• **Exercise brief**:
Put the rows below, from the line containing "Query: framed blue artwork" through the last line, into a JSON list of strings, one string per line and blank lines omitted.

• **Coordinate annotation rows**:

+-------+

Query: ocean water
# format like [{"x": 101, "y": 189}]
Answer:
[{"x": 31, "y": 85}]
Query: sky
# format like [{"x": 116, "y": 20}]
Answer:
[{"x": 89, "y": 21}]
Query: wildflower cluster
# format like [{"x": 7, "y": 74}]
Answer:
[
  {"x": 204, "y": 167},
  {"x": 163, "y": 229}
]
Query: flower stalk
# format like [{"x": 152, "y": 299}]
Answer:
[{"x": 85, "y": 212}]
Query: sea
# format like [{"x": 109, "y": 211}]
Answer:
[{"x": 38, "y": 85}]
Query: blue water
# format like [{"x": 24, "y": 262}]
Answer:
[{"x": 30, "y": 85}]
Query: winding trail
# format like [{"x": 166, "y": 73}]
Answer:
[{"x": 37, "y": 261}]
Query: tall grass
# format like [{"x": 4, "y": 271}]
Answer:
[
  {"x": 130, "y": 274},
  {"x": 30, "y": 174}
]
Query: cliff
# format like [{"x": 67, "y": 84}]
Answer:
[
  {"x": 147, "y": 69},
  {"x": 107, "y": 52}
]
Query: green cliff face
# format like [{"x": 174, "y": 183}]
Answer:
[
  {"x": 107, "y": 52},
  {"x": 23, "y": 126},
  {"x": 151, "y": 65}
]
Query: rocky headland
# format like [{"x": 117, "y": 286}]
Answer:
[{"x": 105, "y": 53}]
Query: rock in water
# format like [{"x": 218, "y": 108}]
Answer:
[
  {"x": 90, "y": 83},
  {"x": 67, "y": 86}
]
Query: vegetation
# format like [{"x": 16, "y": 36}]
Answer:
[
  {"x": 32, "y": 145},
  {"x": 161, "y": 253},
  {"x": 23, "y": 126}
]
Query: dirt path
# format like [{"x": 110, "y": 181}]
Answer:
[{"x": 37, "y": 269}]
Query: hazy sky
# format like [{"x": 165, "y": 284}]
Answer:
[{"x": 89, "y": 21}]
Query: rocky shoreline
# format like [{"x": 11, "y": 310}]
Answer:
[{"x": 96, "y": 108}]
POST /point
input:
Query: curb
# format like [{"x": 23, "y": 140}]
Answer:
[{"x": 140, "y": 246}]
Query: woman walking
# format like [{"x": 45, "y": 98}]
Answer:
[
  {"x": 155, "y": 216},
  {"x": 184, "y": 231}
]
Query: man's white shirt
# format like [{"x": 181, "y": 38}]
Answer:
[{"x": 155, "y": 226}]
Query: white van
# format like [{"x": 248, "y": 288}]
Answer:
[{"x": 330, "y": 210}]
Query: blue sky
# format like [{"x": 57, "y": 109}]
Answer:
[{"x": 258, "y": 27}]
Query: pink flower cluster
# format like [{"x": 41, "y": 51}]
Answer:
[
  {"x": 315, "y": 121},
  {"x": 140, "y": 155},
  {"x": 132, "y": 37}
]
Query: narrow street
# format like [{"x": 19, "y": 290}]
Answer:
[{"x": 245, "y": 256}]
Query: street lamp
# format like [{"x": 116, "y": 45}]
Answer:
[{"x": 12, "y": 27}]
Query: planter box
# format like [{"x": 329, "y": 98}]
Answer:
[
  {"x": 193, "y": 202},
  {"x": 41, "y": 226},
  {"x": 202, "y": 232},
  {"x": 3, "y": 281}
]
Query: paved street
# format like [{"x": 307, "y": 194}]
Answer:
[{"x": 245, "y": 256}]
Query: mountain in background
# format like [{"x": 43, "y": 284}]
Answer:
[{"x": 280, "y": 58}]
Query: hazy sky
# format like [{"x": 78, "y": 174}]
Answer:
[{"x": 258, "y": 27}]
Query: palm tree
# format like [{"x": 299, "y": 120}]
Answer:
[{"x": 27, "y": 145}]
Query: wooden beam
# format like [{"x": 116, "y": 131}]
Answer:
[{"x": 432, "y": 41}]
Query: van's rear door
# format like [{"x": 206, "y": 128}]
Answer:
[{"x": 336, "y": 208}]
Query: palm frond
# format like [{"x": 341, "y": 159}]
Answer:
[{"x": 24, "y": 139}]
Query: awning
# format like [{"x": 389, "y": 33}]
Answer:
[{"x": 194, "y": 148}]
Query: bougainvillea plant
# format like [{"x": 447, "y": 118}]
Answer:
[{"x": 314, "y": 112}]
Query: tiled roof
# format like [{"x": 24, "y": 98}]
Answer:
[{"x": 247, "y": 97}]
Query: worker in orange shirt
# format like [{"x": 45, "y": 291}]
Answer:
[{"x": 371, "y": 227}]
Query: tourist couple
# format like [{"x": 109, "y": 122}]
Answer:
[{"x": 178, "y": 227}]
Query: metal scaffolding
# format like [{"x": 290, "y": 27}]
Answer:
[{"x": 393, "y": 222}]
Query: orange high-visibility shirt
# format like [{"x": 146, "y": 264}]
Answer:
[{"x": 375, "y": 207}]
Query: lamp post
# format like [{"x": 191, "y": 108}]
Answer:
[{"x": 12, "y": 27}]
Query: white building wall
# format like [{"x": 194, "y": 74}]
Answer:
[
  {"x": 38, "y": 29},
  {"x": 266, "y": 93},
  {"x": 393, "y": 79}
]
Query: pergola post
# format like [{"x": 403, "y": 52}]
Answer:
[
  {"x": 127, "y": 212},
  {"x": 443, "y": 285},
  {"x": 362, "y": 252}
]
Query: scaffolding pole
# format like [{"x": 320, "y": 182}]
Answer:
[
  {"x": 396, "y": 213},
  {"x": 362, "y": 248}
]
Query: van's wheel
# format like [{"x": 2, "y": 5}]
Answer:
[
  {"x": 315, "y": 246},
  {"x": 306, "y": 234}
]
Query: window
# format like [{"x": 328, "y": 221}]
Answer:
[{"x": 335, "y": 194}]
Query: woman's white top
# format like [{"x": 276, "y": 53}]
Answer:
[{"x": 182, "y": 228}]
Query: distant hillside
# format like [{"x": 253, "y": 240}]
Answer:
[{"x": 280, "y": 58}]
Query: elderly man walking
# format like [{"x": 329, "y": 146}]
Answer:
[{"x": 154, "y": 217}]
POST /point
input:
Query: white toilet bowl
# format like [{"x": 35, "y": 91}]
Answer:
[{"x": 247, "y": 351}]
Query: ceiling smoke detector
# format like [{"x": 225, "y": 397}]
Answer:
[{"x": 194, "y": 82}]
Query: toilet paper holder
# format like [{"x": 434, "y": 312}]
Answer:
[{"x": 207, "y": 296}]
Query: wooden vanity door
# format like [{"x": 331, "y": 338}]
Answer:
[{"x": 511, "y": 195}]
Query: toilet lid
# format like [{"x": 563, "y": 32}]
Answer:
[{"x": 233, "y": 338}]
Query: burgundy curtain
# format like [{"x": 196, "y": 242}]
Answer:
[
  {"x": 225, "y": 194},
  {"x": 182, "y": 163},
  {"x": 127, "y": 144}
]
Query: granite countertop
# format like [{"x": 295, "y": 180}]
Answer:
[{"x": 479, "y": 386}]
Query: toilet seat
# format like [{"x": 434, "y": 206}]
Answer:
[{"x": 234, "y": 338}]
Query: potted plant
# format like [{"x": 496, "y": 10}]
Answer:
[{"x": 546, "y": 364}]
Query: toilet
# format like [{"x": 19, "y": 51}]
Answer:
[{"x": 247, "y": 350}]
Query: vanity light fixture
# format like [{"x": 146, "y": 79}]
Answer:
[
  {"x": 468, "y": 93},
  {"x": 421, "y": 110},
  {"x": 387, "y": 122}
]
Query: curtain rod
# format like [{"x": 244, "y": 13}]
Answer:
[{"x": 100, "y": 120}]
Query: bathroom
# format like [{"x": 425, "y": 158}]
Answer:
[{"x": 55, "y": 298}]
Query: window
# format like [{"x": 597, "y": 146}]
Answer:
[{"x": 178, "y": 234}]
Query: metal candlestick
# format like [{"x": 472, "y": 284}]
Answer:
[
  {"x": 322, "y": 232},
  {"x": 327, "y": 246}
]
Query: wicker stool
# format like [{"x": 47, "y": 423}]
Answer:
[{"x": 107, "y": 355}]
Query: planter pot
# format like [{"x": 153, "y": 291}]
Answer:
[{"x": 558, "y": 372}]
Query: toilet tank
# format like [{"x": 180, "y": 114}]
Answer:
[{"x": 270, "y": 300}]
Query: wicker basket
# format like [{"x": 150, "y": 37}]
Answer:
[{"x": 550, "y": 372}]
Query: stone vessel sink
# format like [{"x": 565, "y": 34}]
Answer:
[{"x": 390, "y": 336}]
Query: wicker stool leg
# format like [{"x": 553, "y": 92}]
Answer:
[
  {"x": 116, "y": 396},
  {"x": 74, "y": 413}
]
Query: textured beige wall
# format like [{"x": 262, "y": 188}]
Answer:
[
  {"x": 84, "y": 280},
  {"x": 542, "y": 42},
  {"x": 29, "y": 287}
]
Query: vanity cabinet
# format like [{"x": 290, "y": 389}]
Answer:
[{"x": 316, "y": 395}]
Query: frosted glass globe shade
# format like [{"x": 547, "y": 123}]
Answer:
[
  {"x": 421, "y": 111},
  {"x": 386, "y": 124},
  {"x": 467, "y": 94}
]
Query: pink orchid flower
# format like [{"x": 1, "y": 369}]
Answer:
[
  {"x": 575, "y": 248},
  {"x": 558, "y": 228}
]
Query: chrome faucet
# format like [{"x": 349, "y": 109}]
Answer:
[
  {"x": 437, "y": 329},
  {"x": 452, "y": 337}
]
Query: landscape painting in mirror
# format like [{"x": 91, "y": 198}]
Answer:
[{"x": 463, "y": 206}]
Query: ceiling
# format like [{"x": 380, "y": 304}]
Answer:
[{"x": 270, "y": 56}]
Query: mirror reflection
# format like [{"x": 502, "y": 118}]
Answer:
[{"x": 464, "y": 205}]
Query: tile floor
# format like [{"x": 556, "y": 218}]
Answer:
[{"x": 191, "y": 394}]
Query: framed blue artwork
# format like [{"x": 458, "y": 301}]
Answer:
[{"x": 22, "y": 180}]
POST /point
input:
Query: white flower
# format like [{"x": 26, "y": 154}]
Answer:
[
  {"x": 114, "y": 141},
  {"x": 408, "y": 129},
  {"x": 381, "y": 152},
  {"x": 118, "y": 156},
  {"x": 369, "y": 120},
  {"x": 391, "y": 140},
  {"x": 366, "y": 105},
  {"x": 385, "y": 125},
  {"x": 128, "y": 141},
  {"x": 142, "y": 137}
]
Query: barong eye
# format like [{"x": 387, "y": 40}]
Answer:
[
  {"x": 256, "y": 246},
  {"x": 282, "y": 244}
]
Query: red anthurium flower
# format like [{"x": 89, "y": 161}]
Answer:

+-------+

• **Finished exercise**:
[
  "Query: framed blue artwork",
  "# format like [{\"x\": 458, \"y\": 301}]",
  "Answer:",
  "[{\"x\": 22, \"y\": 180}]",
  "POST /point",
  "input:",
  "Query: white flower",
  "# format like [{\"x\": 26, \"y\": 154}]",
  "Answer:",
  "[",
  "  {\"x\": 114, \"y\": 141},",
  "  {\"x\": 408, \"y\": 129},",
  "  {\"x\": 381, \"y\": 152},",
  "  {\"x\": 118, \"y\": 156},",
  "  {\"x\": 369, \"y\": 120},",
  "  {\"x\": 391, \"y\": 140},",
  "  {\"x\": 366, \"y\": 105},",
  "  {\"x\": 385, \"y\": 125},",
  "  {\"x\": 128, \"y\": 141},",
  "  {\"x\": 142, \"y\": 137}",
  "]",
  "Query: barong eye",
  "# format like [{\"x\": 387, \"y\": 40}]",
  "Answer:",
  "[",
  "  {\"x\": 256, \"y\": 246},",
  "  {\"x\": 282, \"y\": 244}",
  "]",
  "Query: red anthurium flower",
  "# format like [{\"x\": 89, \"y\": 161}]",
  "Answer:"
]